**What you are asked to do:** Output verbatim the stretch of rows below, from the line containing "Where can you see the side" through the end of the rows.

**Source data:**
+---+
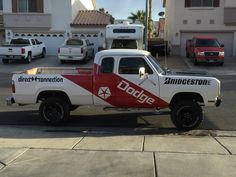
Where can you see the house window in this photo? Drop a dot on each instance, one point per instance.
(1, 8)
(27, 5)
(202, 3)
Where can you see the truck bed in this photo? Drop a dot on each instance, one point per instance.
(57, 70)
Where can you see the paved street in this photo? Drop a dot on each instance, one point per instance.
(122, 144)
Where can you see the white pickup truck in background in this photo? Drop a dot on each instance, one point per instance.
(76, 49)
(22, 49)
(119, 79)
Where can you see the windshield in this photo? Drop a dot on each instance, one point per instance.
(207, 43)
(74, 42)
(156, 65)
(20, 41)
(124, 44)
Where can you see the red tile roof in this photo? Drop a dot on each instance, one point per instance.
(92, 18)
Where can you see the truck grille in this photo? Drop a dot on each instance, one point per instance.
(211, 54)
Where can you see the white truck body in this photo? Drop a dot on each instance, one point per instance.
(120, 79)
(76, 49)
(129, 36)
(22, 49)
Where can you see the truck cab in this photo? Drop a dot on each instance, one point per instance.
(124, 36)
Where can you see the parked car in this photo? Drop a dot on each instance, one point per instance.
(76, 49)
(205, 49)
(22, 49)
(120, 78)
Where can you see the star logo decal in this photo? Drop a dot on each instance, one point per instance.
(104, 92)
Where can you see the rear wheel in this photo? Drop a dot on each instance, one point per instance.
(5, 61)
(43, 53)
(186, 115)
(63, 61)
(54, 111)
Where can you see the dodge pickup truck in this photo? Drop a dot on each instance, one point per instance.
(120, 78)
(22, 49)
(205, 49)
(76, 49)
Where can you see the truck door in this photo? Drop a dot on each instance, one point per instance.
(133, 91)
(105, 82)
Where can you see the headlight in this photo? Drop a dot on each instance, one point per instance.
(200, 53)
(221, 53)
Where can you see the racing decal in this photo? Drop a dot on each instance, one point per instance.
(104, 92)
(171, 81)
(39, 79)
(117, 91)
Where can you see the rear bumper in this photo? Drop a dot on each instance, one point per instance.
(12, 57)
(206, 59)
(65, 57)
(10, 101)
(218, 102)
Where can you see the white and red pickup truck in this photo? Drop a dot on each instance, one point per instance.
(22, 49)
(120, 78)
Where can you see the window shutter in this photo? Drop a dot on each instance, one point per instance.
(14, 6)
(216, 3)
(187, 3)
(40, 6)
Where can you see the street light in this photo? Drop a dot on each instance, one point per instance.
(146, 27)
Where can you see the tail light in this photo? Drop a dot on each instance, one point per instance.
(13, 88)
(22, 51)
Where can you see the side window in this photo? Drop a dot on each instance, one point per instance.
(131, 66)
(33, 42)
(37, 42)
(107, 65)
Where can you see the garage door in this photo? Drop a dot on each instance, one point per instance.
(93, 38)
(51, 40)
(223, 38)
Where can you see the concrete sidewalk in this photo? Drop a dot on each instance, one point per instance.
(41, 151)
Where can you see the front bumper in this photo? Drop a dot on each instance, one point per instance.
(10, 101)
+---+
**Correct output:**
Where can you see the side window in this photo? Drop a dot on each instance, one point per instance.
(131, 66)
(33, 42)
(37, 42)
(107, 65)
Where can you see the garage door in this photo? Drop a dot on each instance, one point per instance.
(93, 38)
(51, 40)
(223, 38)
Where can you see the concrete sidewalk in this photo? Drop a dot on each instance, one point per instance.
(41, 151)
Where can you see the front bumper in this photo? Drop a dot on each instance, one point per instance.
(10, 101)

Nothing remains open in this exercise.